#### As tarefas:
A. Copie do texto sobre a guerra na Síria o trecho que começa em "O que está acontecendo" e termina em "de justiça coletiva?".
B. Dê continuidade ao texto sobre a guerra na Síria a partir do ponto em que ele termina.

#### Texto:
━━━━━━━━

O que está acontecendo na Síria é uma abominação, que o mundo está observando friamente à distância. Onde está a nossa inteligência emocional, o nosso senso de justiça coletiva?
Quando eu discuto sobre vida inteligente no universo, eu incluo nela a raça humana, embora muito do seu comportamento ao longo da história parece não ter sido calculado para ajudar a sobrevivência da espécie. E, embora não esteja claro que, ao contrário de agressão, a inteligência tem qualquer valor de sobrevivência a longo prazo, a nossa marca muito humana da inteligência denota uma capacidade de raciocinar e de planejar não só o nosso próprio futuro, mas também o nosso futuro coletivo.
Devemos trabalhar juntos para acabar com essa guerra e para proteger as crianças da Síria. A comunidade internacional assistiu do lado de fora por três anos enquanto esse conflito enraivece, engolindo toda esperança. Como pai e avô, eu vejo o sofrimento das crianças da Síria e agora devo dizer: chega!

━━━━━━━━

#### Material fornecido:
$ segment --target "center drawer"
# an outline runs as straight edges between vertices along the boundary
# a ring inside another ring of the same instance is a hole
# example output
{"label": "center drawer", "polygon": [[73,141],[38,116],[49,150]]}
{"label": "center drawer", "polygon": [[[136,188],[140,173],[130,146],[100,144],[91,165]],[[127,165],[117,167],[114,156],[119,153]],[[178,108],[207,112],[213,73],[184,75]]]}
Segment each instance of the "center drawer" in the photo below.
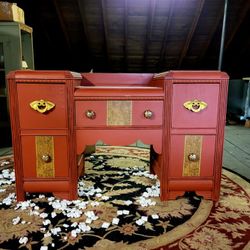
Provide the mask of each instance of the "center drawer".
{"label": "center drawer", "polygon": [[76,101],[77,127],[160,126],[163,101]]}

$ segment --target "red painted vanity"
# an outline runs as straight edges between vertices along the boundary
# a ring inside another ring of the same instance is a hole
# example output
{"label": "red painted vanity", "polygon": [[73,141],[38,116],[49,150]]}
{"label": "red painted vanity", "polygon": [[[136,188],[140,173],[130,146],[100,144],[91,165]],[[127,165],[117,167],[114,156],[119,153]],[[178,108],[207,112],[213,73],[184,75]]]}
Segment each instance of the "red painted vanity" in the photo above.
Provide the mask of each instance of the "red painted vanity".
{"label": "red painted vanity", "polygon": [[8,75],[17,199],[77,199],[87,145],[152,145],[161,199],[219,199],[228,75],[13,71]]}

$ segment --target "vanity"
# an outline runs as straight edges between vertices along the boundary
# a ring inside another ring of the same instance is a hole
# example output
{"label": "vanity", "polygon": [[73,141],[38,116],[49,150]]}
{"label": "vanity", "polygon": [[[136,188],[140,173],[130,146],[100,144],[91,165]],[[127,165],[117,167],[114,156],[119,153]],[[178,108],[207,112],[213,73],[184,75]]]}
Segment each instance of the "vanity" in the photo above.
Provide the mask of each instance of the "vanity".
{"label": "vanity", "polygon": [[221,71],[8,74],[17,200],[77,199],[84,150],[101,140],[151,146],[161,200],[220,193],[228,75]]}

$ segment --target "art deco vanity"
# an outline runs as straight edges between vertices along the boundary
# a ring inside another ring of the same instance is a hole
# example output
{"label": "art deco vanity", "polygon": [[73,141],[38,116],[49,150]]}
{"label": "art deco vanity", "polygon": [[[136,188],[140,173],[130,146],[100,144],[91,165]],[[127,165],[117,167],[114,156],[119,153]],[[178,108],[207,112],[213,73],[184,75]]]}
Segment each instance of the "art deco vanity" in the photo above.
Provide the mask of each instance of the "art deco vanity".
{"label": "art deco vanity", "polygon": [[219,199],[228,75],[13,71],[8,75],[17,199],[77,199],[87,145],[150,144],[161,199]]}

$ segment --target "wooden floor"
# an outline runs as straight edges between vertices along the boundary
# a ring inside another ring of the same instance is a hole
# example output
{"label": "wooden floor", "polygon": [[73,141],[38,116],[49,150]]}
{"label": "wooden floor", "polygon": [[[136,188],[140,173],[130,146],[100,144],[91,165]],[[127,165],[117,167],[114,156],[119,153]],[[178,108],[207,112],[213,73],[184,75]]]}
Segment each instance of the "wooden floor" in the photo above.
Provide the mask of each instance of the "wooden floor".
{"label": "wooden floor", "polygon": [[[11,153],[11,148],[0,149],[0,156]],[[225,127],[223,167],[250,180],[250,128],[239,124]]]}

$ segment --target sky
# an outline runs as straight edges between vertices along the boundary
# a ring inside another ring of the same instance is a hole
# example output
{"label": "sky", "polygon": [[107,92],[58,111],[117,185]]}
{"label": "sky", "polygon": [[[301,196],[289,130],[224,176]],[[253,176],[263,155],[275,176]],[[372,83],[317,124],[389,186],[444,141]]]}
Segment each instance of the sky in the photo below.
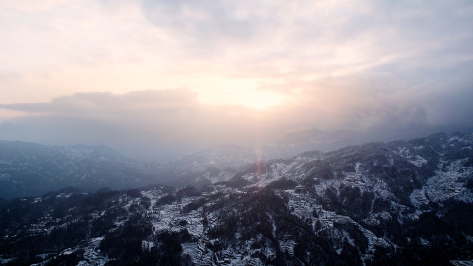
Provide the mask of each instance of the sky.
{"label": "sky", "polygon": [[470,1],[0,0],[0,140],[160,161],[471,130],[472,44]]}

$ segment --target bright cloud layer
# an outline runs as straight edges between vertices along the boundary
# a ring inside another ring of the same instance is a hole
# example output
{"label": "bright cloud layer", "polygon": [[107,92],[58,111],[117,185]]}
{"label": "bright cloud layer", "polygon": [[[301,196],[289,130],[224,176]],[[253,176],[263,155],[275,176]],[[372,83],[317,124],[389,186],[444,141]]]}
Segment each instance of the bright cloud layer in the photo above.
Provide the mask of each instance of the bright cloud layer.
{"label": "bright cloud layer", "polygon": [[0,139],[473,127],[468,1],[0,0]]}

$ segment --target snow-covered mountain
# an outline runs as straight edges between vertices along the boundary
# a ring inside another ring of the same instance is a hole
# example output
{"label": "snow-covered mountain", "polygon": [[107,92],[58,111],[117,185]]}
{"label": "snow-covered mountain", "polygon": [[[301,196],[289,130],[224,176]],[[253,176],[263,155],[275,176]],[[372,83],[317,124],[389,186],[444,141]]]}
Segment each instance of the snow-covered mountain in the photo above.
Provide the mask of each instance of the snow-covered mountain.
{"label": "snow-covered mountain", "polygon": [[148,168],[104,146],[0,141],[0,197],[40,196],[65,187],[138,187],[156,182]]}
{"label": "snow-covered mountain", "polygon": [[1,263],[473,263],[473,133],[306,152],[214,178],[200,190],[1,201]]}

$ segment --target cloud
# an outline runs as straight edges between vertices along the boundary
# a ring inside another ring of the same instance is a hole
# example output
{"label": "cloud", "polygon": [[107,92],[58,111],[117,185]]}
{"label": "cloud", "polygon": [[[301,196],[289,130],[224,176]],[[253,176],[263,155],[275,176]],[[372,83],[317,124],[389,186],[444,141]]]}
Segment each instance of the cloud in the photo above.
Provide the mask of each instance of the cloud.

━━━━━━━━

#### Os resultados:
A.
O que está acontecendo na Síria é uma abominação, que o mundo está observando friamente à distância. Onde está a nossa inteligência emocional, o nosso senso de justiça coletiva?

B.
Muitas vezes, eu me pergunto como somos vistos por outros seres que assistem do espaço profundo. Ao olharmos para fora no universo, estamos olhando para trás no tempo, porque a luz que sai dos objetos distantes chega até nós muito, muito mais tarde. O que a luz emitida da Terra hoje mostra? Quando as pessoas verem o nosso passado, ficaremos orgulhosos do que elas verão – como nós, como irmãos, tratamos uns aos outros? Como nós permitimos que os nossos irmãos tratem as nossas crianças?
Agora sabemos que Aristóteles estava errado: o universo não existiu sempre. Tudo começou cerca de 14 bilhões de anos atrás. Mas ele estava certo de que grandes desastres representam grandes passos para trás para a civilização. A guerra na Síria pode não representar o fim da humanidade, mas cada injustiça cometida é um lasca na fachada do que nos mantém unidos.
O princípio universal da justiça pode não estar enraizado na física, mas ele não é menos fundamental para a nossa existência. Pois, sem ele, muito em breve, os seres humanos certamente deixarão de existir.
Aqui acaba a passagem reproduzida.